Everything from the line containing "of the suspension" to the last line of the records must be returned verbatim; nothing else belongs in the output.

++++ Records to process ++++

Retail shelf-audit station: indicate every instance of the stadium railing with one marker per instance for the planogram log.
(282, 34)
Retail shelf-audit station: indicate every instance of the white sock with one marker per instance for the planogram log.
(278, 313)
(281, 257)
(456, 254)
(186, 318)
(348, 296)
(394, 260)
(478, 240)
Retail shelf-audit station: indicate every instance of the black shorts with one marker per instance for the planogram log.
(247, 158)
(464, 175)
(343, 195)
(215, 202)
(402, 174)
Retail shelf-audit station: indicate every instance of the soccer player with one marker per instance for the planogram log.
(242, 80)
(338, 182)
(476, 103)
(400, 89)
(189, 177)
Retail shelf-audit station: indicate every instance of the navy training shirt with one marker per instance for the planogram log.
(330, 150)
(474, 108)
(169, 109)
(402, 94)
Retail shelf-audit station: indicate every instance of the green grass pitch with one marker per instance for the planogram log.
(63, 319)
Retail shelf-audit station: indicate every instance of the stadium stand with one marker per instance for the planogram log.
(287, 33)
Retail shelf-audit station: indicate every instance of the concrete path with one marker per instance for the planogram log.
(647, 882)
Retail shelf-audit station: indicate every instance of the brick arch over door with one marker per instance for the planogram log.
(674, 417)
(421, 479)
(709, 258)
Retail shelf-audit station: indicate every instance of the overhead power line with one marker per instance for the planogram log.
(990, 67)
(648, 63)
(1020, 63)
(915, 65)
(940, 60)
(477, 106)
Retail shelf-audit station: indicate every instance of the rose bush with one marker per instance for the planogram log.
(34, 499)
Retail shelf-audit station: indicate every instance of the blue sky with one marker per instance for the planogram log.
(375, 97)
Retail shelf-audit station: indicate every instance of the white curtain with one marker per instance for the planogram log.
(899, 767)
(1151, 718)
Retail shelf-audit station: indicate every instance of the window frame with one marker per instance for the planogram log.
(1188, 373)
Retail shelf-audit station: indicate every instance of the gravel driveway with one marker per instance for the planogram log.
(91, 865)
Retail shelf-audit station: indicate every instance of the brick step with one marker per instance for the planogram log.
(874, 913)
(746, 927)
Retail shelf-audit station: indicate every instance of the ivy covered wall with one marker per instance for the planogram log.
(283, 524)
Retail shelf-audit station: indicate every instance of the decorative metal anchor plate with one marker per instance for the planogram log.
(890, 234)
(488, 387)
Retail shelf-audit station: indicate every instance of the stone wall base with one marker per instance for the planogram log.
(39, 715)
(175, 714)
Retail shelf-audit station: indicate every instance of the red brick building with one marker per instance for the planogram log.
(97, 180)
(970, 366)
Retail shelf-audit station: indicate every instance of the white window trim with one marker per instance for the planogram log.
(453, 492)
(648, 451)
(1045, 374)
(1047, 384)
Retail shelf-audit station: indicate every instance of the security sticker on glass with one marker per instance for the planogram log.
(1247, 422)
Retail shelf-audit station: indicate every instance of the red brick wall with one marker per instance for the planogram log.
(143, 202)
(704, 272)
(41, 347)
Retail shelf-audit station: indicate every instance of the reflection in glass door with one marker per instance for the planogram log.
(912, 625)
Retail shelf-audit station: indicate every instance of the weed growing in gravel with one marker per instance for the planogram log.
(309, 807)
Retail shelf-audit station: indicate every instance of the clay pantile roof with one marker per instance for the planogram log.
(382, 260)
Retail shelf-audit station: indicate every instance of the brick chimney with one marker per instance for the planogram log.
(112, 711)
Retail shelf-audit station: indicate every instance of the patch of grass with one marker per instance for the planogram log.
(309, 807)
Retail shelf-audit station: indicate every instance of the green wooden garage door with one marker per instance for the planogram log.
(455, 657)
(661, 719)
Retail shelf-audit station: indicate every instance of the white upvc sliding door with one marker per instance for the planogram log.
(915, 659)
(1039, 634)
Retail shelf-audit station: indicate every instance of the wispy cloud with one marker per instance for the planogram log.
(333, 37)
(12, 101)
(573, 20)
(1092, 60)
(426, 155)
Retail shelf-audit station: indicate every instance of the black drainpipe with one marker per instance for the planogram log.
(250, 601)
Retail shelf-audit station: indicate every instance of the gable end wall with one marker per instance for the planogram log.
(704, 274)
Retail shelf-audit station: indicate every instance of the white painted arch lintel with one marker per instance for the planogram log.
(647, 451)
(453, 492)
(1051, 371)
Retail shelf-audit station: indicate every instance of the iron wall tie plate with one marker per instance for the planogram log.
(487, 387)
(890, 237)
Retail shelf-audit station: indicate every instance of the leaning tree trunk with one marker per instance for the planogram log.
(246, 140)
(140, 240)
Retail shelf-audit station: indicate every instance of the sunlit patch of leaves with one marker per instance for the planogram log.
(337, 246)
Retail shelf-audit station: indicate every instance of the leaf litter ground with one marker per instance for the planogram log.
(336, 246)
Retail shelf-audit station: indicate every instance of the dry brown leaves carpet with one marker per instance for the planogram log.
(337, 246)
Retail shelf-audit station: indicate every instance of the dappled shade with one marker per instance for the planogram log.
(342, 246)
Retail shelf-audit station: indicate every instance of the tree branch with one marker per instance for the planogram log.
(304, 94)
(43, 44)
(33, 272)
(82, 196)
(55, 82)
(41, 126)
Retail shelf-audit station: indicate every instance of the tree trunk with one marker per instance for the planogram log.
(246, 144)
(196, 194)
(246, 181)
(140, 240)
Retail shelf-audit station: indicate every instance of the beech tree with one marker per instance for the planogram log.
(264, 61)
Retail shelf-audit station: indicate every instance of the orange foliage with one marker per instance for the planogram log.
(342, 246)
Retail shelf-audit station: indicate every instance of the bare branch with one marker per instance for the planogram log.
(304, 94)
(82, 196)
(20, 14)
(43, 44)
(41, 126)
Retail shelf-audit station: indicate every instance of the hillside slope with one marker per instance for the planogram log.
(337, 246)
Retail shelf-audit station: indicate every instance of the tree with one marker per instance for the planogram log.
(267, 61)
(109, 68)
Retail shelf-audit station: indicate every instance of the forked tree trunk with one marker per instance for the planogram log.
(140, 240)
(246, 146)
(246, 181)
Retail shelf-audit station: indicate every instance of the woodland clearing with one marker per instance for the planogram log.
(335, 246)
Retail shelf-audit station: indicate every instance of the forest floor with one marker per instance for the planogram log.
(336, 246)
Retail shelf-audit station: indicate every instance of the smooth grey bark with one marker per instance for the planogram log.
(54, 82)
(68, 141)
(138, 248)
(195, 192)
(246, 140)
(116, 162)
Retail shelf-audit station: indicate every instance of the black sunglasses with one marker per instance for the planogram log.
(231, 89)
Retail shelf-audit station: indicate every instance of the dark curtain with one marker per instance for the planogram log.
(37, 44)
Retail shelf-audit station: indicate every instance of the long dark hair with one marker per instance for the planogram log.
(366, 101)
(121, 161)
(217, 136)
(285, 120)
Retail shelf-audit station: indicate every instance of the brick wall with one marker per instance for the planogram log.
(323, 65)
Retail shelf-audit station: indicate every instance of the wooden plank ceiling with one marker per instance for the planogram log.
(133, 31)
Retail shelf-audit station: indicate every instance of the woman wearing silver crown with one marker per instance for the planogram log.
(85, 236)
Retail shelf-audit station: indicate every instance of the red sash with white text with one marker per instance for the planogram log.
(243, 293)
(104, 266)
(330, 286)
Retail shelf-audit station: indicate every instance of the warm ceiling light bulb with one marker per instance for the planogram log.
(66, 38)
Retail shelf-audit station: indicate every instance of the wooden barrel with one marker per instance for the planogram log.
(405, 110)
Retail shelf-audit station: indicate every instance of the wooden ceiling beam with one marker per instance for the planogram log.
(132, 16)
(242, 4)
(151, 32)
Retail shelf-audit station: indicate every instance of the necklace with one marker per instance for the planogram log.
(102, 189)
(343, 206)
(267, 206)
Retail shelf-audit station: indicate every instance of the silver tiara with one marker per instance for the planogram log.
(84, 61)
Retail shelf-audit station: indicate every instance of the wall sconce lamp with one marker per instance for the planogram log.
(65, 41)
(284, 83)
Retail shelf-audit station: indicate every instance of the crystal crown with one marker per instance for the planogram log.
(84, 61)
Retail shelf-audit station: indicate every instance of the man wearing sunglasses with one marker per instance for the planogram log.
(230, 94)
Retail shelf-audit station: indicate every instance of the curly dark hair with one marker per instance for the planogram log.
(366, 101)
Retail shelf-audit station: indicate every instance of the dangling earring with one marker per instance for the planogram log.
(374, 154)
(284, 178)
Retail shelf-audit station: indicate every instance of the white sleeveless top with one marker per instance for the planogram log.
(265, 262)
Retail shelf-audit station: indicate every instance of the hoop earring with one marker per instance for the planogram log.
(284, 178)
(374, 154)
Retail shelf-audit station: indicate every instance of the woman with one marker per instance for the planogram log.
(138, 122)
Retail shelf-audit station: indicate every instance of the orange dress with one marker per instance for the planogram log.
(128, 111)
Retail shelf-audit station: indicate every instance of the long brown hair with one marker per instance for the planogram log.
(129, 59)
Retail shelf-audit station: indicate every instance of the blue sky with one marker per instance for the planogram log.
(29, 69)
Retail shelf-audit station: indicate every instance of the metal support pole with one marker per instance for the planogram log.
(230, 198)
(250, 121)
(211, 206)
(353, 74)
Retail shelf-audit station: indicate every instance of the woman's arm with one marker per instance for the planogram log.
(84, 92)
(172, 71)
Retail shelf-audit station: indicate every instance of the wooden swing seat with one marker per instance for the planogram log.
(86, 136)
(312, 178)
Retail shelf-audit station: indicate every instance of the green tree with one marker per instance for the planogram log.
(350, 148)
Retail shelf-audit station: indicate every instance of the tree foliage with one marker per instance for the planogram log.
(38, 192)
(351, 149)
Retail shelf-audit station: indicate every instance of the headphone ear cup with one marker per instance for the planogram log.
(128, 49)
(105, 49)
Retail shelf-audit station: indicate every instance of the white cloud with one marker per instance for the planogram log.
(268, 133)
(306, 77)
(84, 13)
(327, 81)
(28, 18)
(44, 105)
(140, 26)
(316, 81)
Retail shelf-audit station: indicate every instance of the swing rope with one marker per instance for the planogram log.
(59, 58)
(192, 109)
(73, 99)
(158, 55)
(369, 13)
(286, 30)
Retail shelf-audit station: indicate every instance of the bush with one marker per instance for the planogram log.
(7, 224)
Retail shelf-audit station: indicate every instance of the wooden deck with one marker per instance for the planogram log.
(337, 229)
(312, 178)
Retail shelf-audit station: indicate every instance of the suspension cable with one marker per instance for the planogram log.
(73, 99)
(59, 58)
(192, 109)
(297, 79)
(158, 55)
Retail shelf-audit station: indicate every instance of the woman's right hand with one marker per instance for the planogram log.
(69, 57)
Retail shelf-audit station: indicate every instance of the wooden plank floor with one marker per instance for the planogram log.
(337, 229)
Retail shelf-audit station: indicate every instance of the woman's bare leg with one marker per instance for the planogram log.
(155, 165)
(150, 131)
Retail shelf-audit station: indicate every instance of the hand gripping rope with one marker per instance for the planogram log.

++++

Task solution |
Retail shelf-audit station: indicate every instance of the suspension cable with one marker per instance for the planogram log.
(73, 99)
(59, 58)
(192, 109)
(297, 79)
(158, 55)
Retail shelf-audit station: indicate every instance of the woman's right hand with one marker per instance for the planogram log.
(69, 57)
Retail shelf-audit station: indicate every instance of the wooden plank floor with one marker per instance for the planogram log.
(337, 229)
Retail shelf-audit station: indicate every instance of the woman's bare leg with one marker per instance for the planogram log.
(155, 165)
(150, 131)
Retail shelf-audit station: indicate every instance of the hand gripping rope with one marker per instance for the planogram log.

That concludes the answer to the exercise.